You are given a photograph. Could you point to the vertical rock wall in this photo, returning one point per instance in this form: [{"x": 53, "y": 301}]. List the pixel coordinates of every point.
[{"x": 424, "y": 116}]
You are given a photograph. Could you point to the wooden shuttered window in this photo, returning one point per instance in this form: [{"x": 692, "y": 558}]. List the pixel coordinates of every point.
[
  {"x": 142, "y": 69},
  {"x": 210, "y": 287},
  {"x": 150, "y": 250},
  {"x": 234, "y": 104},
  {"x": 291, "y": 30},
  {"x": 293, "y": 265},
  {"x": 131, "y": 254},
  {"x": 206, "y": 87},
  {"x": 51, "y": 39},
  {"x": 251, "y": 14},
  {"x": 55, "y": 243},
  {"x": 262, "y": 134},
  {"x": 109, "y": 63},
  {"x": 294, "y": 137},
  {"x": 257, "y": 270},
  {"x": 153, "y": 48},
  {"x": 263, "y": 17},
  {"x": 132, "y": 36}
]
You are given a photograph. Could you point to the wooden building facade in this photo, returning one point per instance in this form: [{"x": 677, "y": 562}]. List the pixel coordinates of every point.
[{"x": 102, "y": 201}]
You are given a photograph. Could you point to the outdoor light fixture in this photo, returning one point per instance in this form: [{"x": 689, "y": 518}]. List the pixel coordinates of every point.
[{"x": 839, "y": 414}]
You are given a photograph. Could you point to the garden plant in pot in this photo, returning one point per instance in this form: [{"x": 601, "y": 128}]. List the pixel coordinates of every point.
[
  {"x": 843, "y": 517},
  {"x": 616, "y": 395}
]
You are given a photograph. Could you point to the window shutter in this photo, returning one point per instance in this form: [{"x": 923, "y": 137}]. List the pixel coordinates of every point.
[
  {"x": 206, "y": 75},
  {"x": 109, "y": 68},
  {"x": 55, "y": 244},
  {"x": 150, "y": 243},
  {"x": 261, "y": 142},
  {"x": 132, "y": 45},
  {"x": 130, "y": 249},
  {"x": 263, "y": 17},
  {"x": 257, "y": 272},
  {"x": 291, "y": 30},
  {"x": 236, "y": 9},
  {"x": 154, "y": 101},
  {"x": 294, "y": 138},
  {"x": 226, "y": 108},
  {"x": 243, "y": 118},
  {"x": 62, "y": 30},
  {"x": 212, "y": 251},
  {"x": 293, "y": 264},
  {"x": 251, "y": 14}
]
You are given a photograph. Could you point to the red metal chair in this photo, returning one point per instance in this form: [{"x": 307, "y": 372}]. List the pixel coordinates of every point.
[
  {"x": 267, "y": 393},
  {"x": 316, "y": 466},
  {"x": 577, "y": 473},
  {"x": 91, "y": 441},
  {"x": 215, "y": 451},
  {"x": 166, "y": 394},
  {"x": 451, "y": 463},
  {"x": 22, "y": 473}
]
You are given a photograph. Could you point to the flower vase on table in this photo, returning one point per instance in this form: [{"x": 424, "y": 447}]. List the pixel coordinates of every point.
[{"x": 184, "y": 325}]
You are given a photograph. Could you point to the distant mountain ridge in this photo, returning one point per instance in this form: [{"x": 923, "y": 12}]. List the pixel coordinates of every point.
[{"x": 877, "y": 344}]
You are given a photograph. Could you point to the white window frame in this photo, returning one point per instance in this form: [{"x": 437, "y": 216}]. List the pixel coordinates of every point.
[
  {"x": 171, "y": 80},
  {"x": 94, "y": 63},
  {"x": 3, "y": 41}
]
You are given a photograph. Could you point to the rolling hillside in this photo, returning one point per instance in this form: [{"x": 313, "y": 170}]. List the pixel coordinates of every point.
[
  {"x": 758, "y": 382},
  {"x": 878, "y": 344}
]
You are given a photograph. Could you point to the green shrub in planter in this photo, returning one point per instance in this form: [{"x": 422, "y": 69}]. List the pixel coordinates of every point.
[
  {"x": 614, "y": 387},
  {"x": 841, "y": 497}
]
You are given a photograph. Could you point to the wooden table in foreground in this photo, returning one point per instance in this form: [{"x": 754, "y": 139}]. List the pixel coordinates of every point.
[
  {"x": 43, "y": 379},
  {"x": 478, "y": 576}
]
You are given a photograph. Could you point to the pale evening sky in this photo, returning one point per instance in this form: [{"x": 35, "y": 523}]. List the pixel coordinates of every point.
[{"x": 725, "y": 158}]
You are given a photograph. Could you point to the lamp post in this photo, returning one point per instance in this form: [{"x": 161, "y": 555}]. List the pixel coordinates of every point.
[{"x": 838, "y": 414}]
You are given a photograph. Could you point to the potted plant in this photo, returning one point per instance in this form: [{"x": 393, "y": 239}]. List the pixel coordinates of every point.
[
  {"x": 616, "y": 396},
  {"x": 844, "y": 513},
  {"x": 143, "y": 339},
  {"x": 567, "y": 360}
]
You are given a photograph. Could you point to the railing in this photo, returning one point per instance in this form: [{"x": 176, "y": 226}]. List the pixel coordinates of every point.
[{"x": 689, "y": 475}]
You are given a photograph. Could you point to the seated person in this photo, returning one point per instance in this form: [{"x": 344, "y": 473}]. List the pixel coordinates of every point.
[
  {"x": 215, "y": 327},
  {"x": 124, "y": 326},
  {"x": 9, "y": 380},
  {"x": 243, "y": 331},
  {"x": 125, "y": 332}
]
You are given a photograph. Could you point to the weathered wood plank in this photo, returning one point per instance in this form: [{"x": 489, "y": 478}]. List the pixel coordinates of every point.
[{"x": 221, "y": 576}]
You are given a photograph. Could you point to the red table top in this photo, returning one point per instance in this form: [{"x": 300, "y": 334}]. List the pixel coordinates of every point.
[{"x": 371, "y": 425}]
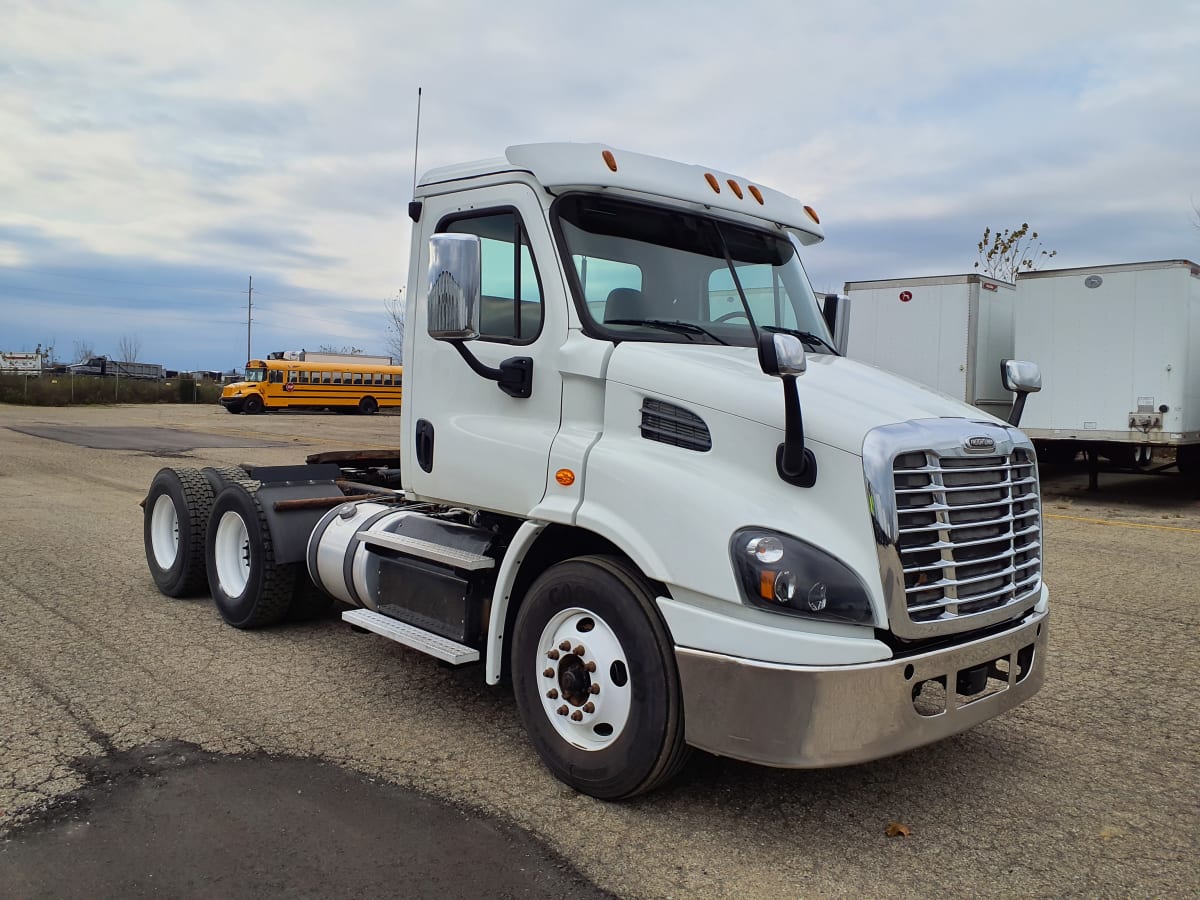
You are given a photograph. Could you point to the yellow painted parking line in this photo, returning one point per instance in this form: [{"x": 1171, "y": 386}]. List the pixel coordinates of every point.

**********

Every record above should be written out again exactly; the pictures stay out of the copy.

Reply:
You are given a photograph. Could you point to the vertical rock wall in this photo, returning one point per instance in this form: [{"x": 53, "y": 301}]. List the pixel coordinates of every point.
[{"x": 424, "y": 116}]
You are given a photograph. Could you point to the wooden shuttered window in this photo, returning one point per instance in this form: [{"x": 692, "y": 558}]. List the pixel coordinates of every point.
[
  {"x": 142, "y": 69},
  {"x": 210, "y": 287},
  {"x": 150, "y": 250},
  {"x": 234, "y": 104},
  {"x": 291, "y": 30},
  {"x": 293, "y": 265},
  {"x": 131, "y": 254},
  {"x": 206, "y": 87},
  {"x": 51, "y": 39},
  {"x": 251, "y": 14},
  {"x": 55, "y": 243},
  {"x": 262, "y": 134},
  {"x": 109, "y": 63},
  {"x": 294, "y": 137},
  {"x": 257, "y": 270},
  {"x": 153, "y": 48},
  {"x": 263, "y": 17},
  {"x": 132, "y": 36}
]
You are given a photograph. Could you point to the wooden building facade in this photo, returning one point per instance in this form: [{"x": 677, "y": 562}]. List the pixel coordinates of every point.
[{"x": 102, "y": 201}]
You are given a photograph. Could you point to the outdoor light fixture in this photo, returning one point per instance in this form: [{"x": 689, "y": 518}]. List the pixel coordinates of every point.
[{"x": 839, "y": 414}]
You are given a photograph. Could you point to the garden plant in pot in this photo, returning one point per instance in this form: [{"x": 601, "y": 128}]. List the pixel coordinates of every point.
[
  {"x": 843, "y": 517},
  {"x": 616, "y": 395}
]
You are given a photograph. Could you point to the window shutter in this photo, returning one point per instance in this form: [{"x": 923, "y": 137}]. List the pixel coordinates of every point.
[
  {"x": 206, "y": 75},
  {"x": 109, "y": 68},
  {"x": 55, "y": 244},
  {"x": 150, "y": 243},
  {"x": 261, "y": 142},
  {"x": 132, "y": 45},
  {"x": 130, "y": 249},
  {"x": 263, "y": 17},
  {"x": 257, "y": 272},
  {"x": 291, "y": 30},
  {"x": 236, "y": 9},
  {"x": 154, "y": 101},
  {"x": 294, "y": 138},
  {"x": 226, "y": 108},
  {"x": 243, "y": 118},
  {"x": 62, "y": 30},
  {"x": 212, "y": 251},
  {"x": 293, "y": 264},
  {"x": 251, "y": 14}
]
You are given a photograph. Could you point to the red metal chair in this photo, returning one point per instance in this form: [{"x": 307, "y": 372}]. List the pixel coordinates of every point.
[
  {"x": 267, "y": 393},
  {"x": 316, "y": 466},
  {"x": 577, "y": 473},
  {"x": 91, "y": 441},
  {"x": 215, "y": 451},
  {"x": 166, "y": 394},
  {"x": 451, "y": 463},
  {"x": 22, "y": 473}
]
You are given a photograph. Could you point to the flower vase on table in this photo, returning one point per instance in this form: [{"x": 424, "y": 447}]. List the pixel coordinates of every point.
[{"x": 184, "y": 325}]
You are given a photograph. Could you point to the distant mountain ridge in this photo, returning one point per instance in this form: [{"x": 923, "y": 12}]. List the pixel coordinates of every point.
[{"x": 877, "y": 344}]
You are given a photograph. Could you point to the white window frame in this photo, returning one point per instance in this form: [{"x": 437, "y": 216}]. List the pixel coordinates of every point.
[
  {"x": 171, "y": 80},
  {"x": 94, "y": 63},
  {"x": 3, "y": 41}
]
You are given a photograph. Could you point to the rolling hillside in this photo, returning one point per instance in this form: [{"x": 313, "y": 170}]. List the pixel coordinates of every point.
[
  {"x": 758, "y": 382},
  {"x": 878, "y": 344}
]
You are given a photograph. Could you point to the green shrub in planter in this photo, returning one point per instance in this form: [{"x": 422, "y": 69}]. List the pixel coordinates of every point.
[
  {"x": 614, "y": 387},
  {"x": 841, "y": 497}
]
You are given a photograph. Could you point to the wooden table in foreground in this photo, returning one point per instance in this form: [{"x": 754, "y": 139}]. List the pixel coordinates of every point.
[
  {"x": 43, "y": 379},
  {"x": 478, "y": 576}
]
You are given a photograph. Could you point to the pale evening sky in this photo, returning one point per instance in this form: [{"x": 35, "y": 523}]. List the pixel coordinates of every point.
[{"x": 725, "y": 158}]
You are given a photograph. Could you point to the lamp post in this photo, returning one point per instance in this form: [{"x": 161, "y": 555}]. List the pixel coordinates of every point.
[{"x": 838, "y": 414}]
You are given a photograph. Could you point to the potted plant in this photo, returning one point per instance in this form: [{"x": 393, "y": 239}]. List the pixel coordinates of every point.
[
  {"x": 616, "y": 396},
  {"x": 844, "y": 513},
  {"x": 143, "y": 339},
  {"x": 567, "y": 360}
]
You are given a photograph. Could you point to the railing in this photo, returning one point per instance in this form: [{"x": 176, "y": 226}]. List the pixel coordinates of every point.
[{"x": 689, "y": 475}]
You are given a photograph. Could you point to the seated person in this photo, returning one point per instance in this form: [{"x": 344, "y": 473}]. List the pixel coordinates of every point.
[
  {"x": 215, "y": 327},
  {"x": 124, "y": 326},
  {"x": 9, "y": 380},
  {"x": 243, "y": 331},
  {"x": 125, "y": 332}
]
You are given a photograph. Could you point to the weathered wood plank in this photo, returning one point per instance in this form: [{"x": 489, "y": 478}]. List the pixel coordinates of every point.
[{"x": 221, "y": 576}]
You are given a photograph. Could you point to the red table top in this photo, returning one point per instance in this form: [{"x": 300, "y": 334}]. List the pixel coordinates of every point.
[{"x": 371, "y": 425}]
You are given a photograph. Could you point to the yellow painted parking line in this photo, returning one point per instance in this form: [{"x": 1171, "y": 386}]. List the pixel coordinates of every point.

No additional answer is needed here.